Reproduce the text on the origins of Advent word for word, between "The Origins of" and "with four Sundays.", inclusive.

• PAGE:
--- START ---
The Origins of Advent
 
Fr. Patrick Henry Reardon
 
In the Roman Catholic Church and other Christian churches of the West, the several weeks prior to Christmas are known as Advent, a name from a Latin word meaning "coming." It happens that the beginning of Advent always falls on the Sunday closest to November 30, the ancient feast day (in both East and West) of the Apostle Andrew. Among Christians in the West, this preparatory season, which tends to be slightly less rigorous than Lent and often involves no special fasting at all, always begins on the fourth Sunday before Christmas. Thus, from year to year it will vary in length between 3 and 4 weeks, but always with four Sundays.
 
The observance of the season of Advent is fairly late. One finds no sermons for Advent, for instance, among the liturgical homilies of St. Leo the Great in the mid-fifth century. About that time, however, the season was already emerging in Spain and Gaul. A thousand years later, the time of the Reformation, Advent was preserved among the liturgical customs of the Anglicans and Lutherans; in more recent years, other Protestant groups have informally begun to restore it, pretty much as it had originally started--one congregation at a time.
--- END ---
• DATA SECTION:
--- START ---
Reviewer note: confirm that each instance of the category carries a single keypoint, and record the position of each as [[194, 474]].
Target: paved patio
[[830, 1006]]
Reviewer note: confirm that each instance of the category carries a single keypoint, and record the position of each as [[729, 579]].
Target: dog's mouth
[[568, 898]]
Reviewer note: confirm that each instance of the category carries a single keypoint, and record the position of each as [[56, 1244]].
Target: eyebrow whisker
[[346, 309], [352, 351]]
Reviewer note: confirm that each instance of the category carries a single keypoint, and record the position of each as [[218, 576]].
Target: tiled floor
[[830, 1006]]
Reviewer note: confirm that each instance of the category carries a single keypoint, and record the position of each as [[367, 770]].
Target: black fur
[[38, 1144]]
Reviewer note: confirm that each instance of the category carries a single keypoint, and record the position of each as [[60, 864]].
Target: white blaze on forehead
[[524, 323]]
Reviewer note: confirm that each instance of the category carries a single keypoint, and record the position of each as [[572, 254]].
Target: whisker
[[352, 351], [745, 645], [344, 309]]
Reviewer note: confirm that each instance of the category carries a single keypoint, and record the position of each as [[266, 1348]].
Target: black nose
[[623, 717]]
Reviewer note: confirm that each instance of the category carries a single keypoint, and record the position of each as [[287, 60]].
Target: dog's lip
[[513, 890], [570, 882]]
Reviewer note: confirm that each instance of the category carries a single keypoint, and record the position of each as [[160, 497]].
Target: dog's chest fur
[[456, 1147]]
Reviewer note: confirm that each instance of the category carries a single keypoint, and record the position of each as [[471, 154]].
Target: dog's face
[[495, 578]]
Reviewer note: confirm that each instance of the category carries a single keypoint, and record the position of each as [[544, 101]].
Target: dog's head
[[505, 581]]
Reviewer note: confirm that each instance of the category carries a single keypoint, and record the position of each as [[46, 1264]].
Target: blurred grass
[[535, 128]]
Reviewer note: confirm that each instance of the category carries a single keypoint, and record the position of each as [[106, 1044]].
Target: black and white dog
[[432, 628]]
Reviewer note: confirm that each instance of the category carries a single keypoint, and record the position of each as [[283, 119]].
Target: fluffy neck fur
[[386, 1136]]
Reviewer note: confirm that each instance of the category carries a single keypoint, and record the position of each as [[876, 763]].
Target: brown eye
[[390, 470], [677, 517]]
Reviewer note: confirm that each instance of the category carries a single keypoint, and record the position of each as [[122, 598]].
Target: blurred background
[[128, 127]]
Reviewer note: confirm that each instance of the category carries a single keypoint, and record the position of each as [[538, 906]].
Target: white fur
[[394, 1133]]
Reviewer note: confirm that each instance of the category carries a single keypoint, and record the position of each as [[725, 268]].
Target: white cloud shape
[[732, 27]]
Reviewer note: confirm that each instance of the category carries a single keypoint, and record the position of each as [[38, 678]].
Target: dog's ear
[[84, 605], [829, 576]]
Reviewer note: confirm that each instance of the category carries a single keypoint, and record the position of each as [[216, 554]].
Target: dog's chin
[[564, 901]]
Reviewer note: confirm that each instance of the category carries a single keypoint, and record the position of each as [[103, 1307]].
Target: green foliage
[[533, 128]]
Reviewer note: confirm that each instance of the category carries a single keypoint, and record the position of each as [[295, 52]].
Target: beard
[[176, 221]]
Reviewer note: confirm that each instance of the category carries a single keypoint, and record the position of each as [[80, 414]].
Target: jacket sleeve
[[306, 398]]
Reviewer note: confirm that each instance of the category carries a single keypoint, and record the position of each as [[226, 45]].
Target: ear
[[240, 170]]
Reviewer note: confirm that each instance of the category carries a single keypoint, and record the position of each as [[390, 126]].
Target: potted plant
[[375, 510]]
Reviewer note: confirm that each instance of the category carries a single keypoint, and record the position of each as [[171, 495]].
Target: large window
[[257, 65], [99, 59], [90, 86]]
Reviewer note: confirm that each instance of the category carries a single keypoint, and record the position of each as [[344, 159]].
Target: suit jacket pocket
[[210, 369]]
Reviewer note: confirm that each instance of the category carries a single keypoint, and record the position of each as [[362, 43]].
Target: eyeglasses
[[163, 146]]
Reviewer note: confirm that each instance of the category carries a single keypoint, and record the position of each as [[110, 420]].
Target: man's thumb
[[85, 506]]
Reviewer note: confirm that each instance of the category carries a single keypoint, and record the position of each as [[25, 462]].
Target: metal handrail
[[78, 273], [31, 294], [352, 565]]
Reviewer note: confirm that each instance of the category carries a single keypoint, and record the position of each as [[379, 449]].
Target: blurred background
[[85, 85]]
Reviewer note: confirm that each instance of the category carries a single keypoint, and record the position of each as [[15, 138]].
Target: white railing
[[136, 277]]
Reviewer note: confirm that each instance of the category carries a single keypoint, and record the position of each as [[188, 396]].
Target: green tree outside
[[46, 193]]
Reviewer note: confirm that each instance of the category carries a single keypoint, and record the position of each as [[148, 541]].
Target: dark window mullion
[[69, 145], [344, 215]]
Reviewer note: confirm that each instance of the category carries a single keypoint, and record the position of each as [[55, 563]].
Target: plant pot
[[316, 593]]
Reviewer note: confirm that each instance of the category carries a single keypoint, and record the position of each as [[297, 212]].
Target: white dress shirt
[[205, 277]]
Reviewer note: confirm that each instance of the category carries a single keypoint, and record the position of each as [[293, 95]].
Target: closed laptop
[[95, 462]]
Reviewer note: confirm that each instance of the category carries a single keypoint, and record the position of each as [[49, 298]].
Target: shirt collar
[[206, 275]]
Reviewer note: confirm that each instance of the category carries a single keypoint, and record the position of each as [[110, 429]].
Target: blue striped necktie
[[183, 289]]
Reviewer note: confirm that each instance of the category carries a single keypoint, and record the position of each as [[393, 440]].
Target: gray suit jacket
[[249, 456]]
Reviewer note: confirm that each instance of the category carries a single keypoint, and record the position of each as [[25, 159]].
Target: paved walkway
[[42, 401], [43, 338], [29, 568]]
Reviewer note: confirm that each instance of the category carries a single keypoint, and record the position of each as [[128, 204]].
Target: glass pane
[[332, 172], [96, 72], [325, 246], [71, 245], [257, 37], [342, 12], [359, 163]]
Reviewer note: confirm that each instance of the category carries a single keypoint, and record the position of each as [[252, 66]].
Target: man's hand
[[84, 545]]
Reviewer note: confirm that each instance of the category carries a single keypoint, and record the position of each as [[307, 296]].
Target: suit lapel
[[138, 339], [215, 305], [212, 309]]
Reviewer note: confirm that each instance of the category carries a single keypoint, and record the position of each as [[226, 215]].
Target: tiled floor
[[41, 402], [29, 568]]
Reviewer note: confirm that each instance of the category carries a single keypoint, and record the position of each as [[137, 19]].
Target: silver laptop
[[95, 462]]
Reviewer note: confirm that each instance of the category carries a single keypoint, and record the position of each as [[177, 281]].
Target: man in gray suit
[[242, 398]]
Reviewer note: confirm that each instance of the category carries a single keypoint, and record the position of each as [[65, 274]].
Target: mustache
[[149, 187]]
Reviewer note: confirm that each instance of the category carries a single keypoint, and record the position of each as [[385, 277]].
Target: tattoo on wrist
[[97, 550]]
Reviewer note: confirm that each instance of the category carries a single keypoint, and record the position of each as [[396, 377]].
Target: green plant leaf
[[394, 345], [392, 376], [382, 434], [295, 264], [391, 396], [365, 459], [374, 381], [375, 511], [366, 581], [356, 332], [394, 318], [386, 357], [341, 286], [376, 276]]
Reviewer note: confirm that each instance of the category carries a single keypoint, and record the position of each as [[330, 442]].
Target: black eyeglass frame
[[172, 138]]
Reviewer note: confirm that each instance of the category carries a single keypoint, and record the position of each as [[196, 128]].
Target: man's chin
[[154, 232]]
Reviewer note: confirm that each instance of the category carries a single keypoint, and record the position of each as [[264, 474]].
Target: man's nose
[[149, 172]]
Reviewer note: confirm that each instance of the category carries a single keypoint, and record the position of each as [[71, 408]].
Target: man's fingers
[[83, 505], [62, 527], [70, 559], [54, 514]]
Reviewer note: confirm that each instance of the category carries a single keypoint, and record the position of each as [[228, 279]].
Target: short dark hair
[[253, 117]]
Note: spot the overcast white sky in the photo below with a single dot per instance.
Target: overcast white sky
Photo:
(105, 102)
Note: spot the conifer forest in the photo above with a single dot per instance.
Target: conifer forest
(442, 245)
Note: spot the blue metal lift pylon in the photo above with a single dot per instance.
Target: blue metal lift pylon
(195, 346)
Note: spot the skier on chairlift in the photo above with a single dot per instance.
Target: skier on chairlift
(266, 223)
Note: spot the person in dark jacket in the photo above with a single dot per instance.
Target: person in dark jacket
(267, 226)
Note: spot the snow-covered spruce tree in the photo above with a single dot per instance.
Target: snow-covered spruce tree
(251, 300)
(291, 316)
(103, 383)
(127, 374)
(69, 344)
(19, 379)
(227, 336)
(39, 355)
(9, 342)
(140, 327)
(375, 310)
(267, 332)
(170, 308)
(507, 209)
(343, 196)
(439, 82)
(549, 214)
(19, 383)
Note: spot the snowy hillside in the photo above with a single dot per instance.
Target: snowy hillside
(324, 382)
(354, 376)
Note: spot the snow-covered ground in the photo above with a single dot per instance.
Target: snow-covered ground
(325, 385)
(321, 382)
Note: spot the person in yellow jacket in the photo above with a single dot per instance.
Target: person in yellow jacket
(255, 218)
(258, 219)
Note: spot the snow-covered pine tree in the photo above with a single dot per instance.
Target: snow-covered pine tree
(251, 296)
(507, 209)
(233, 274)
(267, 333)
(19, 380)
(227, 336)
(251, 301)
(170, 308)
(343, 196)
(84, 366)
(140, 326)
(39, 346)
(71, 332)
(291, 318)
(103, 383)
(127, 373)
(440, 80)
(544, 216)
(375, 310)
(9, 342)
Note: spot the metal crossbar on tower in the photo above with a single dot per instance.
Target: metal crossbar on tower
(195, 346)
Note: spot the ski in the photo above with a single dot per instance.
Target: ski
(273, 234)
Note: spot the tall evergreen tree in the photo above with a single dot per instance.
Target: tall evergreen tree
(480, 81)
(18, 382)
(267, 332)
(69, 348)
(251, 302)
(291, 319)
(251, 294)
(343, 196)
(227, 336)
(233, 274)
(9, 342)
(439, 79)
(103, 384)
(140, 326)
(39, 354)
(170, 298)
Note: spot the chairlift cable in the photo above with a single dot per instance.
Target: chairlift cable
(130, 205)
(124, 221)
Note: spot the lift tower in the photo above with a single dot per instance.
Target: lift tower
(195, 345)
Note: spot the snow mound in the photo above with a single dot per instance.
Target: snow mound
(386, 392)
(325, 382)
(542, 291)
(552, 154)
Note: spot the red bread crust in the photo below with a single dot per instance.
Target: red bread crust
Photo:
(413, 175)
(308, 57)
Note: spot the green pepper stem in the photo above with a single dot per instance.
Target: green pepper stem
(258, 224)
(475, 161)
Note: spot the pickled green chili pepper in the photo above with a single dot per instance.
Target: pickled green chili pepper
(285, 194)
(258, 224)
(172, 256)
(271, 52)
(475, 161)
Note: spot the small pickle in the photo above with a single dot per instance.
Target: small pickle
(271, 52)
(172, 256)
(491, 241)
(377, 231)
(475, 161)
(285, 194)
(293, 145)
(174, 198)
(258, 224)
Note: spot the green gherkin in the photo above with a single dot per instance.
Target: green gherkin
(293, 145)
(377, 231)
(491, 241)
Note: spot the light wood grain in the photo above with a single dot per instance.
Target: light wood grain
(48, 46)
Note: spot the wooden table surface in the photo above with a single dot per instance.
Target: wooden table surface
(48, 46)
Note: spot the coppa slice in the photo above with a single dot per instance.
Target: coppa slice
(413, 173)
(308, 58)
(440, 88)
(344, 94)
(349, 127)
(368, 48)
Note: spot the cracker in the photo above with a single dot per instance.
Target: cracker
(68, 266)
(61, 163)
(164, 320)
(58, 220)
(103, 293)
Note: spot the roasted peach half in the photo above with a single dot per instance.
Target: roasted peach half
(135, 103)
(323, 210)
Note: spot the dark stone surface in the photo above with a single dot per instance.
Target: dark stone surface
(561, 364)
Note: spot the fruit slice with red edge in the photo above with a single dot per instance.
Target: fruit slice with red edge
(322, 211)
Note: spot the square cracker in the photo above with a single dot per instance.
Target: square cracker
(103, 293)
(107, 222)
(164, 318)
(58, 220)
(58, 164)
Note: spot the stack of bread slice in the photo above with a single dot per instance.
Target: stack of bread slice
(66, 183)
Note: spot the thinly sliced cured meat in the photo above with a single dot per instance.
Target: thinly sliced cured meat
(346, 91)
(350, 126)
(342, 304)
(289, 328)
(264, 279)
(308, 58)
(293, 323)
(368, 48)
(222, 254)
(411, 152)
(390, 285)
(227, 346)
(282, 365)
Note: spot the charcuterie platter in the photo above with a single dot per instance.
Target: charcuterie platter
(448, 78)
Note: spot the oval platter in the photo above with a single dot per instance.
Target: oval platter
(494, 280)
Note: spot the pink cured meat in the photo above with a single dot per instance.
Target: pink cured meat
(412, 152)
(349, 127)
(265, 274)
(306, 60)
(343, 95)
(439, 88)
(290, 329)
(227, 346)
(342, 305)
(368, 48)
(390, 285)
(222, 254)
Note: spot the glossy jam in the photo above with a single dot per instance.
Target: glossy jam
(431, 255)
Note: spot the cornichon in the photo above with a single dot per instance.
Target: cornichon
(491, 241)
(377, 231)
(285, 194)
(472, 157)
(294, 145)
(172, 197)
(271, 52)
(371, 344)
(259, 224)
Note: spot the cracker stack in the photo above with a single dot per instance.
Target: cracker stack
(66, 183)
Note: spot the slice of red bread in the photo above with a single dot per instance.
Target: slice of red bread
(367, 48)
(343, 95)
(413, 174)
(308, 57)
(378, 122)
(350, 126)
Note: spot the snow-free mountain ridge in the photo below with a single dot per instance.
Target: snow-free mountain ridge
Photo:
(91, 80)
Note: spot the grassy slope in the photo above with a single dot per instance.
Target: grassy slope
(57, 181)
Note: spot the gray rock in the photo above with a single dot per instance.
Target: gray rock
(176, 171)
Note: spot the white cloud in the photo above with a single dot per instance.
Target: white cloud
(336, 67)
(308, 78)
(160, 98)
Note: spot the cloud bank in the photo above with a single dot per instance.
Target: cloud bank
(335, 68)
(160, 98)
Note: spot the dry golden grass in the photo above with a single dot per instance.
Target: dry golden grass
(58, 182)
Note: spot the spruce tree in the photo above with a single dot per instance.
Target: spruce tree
--- END ---
• FULL SOLUTION:
The Origins of Advent
 
Fr. Patrick Henry Reardon
 
In the Roman Catholic Church and other Christian churches of the West, the several weeks prior to Christmas are known as Advent, a name from a Latin word meaning "coming." It happens that the beginning of Advent always falls on the Sunday closest to November 30, the ancient feast day (in both East and West) of the Apostle Andrew. Among Christians in the West, this preparatory season, which tends to be slightly less rigorous than Lent and often involves no special fasting at all, always begins on the fourth Sunday before Christmas. Thus, from year to year it will vary in length between 3 and 4 weeks, but always with four Sundays.